BRANO DELL'ESERCIZIO:
——————————

E poi metti una numerosa famiglia unita, fortemente legata da un sincero e profondo affetto.
Una grande famiglia dove lo zoccolo duro sono cinque fratelli: Agostina, Renata, Rita, Paola e infine Sandro (affinché non arrivava il maschio in famiglia non si smetteva di provarci!).
Infine metti il Covid 19. Che nessuno in quel paesino sperduto avrebbe mai creduto arrivasse e ancor meno i cinque fratelli. Invece il Coronavirus inaspettatamente arriva e colpisce la prima sorella. La reazione a questa notizia è stata naturalmente unirsi di più, più di quanto questa famiglia non lo fosse già.
Lo abbiamo sentito dire tante volte ai telegiornali, ai concerti dalle proprie case, durante gli applausi sui balconi ma viverlo… Eh mbe’… Viverlo è diverso.
Ci siamo stretti davvero come potevamo. Messaggi e chiamate fino a notte inoltrata. Ricerche di notizie da dentro l’ospedale, cercando canali anche non ufficiali per sapere qualcosa. Tutti con il cuore sospeso ma con una grande speranza. Poi arriva la notizia che i parametri non migliorano. Che continuano a fare ossigeno ad alti flussi e che la NIV non basta più. Si rende necessaria la terapia intensiva.

——————————

MATERIALE PRESENTATO:
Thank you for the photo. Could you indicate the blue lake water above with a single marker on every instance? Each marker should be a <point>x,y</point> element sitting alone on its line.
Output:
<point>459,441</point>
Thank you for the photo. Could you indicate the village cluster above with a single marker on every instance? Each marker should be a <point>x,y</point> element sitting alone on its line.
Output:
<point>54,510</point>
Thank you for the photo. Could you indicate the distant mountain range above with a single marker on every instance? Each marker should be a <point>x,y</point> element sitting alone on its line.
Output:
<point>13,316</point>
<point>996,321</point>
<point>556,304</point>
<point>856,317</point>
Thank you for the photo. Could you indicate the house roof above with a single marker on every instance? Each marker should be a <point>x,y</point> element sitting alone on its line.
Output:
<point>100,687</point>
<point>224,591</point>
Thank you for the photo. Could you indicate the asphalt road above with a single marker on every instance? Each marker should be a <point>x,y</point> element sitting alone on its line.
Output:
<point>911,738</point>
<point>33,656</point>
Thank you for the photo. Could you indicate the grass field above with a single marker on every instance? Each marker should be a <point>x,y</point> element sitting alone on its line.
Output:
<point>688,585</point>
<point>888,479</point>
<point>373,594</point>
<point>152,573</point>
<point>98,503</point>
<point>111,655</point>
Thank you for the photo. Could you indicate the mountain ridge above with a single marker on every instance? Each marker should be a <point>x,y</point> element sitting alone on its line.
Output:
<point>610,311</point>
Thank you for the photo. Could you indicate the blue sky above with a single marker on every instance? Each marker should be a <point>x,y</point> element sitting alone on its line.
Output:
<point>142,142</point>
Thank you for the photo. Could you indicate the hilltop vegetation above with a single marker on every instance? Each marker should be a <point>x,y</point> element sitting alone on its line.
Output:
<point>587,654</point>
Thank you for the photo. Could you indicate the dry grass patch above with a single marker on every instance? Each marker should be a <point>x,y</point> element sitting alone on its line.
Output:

——————————

I TUOI COMPITI:
[A] Secondo il brano, quale terapia si rende necessaria quando i parametri non migliorano?
[B] Per favore, riporta dal brano il passo che comincia con "Ci siamo stretti" e prosegue fino a "la terapia intensiva.".
[C] Elenca i nomi dei cinque fratelli citati nel brano.

RISPOSTE PER PUNTO:
[A] La terapia intensiva.

[B]
Ci siamo stretti davvero come potevamo. Messaggi e chiamate fino a notte inoltrata. Ricerche di notizie da dentro l’ospedale, cercando canali anche non ufficiali per sapere qualcosa. Tutti con il cuore sospeso ma con una grande speranza. Poi arriva la notizia che i parametri non migliorano. Che continuano a fare ossigeno ad alti flussi e che la NIV non basta più. Si rende necessaria la terapia intensiva.

[C] Agostina, Renata, Rita, Paola, Sandro